* **Entries provided**
=====

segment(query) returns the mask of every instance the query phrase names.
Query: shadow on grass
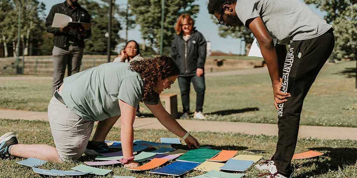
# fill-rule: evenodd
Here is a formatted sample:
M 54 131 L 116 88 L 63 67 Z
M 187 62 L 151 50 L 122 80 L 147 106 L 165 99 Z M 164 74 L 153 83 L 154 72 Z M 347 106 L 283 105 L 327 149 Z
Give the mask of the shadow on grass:
M 316 169 L 306 172 L 300 175 L 299 177 L 308 177 L 312 175 L 323 174 L 331 171 L 338 171 L 338 168 L 343 169 L 344 166 L 353 165 L 357 160 L 357 148 L 331 148 L 318 147 L 311 148 L 308 150 L 326 153 L 323 156 L 328 157 L 321 161 L 321 159 L 313 160 L 302 164 L 303 167 L 310 167 L 315 164 Z
M 346 75 L 347 78 L 356 77 L 356 68 L 355 67 L 346 67 L 345 70 L 341 70 L 333 74 Z
M 259 110 L 259 108 L 247 108 L 242 109 L 228 109 L 227 110 L 223 110 L 222 111 L 216 111 L 206 113 L 206 114 L 210 115 L 213 114 L 218 114 L 224 116 L 225 115 L 229 115 L 234 114 L 241 113 L 245 112 L 249 112 L 252 111 L 257 111 Z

=====

* **Work to do**
Please copy all of the material above line for line, leaving the picture out of your copy.

* **Written response**
segment(query) returns the mask of every instance the query phrase names.
Query: shadow on grass
# fill-rule: evenodd
Here is a formatted sample:
M 54 131 L 116 88 L 63 67 Z
M 187 62 L 151 50 L 122 80 L 147 106 L 165 99 Z M 164 74 L 153 83 L 154 72 Z M 347 106 L 283 105 L 327 149 Z
Give the mask of the shadow on grass:
M 316 169 L 306 172 L 300 175 L 299 177 L 308 177 L 312 175 L 323 174 L 331 171 L 338 171 L 338 168 L 343 169 L 344 166 L 353 165 L 357 160 L 357 148 L 331 148 L 318 147 L 311 148 L 308 150 L 326 153 L 323 156 L 328 157 L 321 161 L 321 159 L 313 160 L 302 164 L 303 167 L 310 167 L 315 164 Z
M 346 75 L 347 78 L 356 77 L 356 68 L 355 67 L 346 67 L 345 70 L 341 70 L 333 74 Z
M 259 110 L 259 108 L 247 108 L 242 109 L 228 109 L 227 110 L 223 110 L 222 111 L 216 111 L 206 113 L 206 114 L 210 115 L 213 114 L 218 114 L 224 116 L 225 115 L 229 115 L 234 114 L 241 113 L 245 112 L 249 112 L 252 111 L 257 111 Z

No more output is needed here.